» Collection entries
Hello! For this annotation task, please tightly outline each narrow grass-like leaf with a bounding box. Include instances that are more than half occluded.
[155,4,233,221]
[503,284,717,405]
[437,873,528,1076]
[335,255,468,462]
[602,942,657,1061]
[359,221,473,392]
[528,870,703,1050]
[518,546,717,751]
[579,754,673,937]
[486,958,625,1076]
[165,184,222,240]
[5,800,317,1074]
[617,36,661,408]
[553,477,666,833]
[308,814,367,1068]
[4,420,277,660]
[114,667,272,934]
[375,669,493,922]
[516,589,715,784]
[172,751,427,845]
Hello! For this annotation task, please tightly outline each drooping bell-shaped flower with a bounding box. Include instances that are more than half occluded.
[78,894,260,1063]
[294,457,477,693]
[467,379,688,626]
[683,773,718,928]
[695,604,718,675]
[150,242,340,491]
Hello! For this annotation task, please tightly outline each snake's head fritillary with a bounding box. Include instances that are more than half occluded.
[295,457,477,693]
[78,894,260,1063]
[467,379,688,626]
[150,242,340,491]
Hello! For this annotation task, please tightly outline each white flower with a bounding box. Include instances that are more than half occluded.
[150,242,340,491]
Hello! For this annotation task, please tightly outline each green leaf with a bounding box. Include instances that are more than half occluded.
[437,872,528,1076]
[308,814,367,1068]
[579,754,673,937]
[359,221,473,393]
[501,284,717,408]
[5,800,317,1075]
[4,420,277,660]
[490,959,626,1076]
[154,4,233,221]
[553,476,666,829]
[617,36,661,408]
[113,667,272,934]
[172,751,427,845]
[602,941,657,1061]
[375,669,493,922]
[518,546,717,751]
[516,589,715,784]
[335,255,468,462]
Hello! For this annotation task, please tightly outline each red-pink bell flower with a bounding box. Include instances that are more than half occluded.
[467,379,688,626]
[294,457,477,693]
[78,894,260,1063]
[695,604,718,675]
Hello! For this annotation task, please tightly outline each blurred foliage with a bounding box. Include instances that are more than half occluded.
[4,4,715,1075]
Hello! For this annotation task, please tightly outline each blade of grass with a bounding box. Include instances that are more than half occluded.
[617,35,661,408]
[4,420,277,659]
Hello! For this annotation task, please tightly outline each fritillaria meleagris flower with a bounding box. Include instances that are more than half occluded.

» Task goal
Write out again the lines starting at the one containing "outline each blurred" and ending at the final line of the collection entries, keeping the requests unchanged. Shift every bounding box coordinate by adding -18 to it.

» Exercise solution
Hello! For this annotation task, please tightly outline each blurred foliage with a bounding box. Include instances that are more than half occluded.
[-14,-14,697,1057]
Hello! For this annotation task, please tightly outline each blade of grass with a bounding box. Include instances that are more than half occluded.
[599,17,643,390]
[-14,402,259,641]
Hello! For this annotation task, please tightly outline each fritillaria meleagris flower with a bounding box. Include instances that are more than half occluded.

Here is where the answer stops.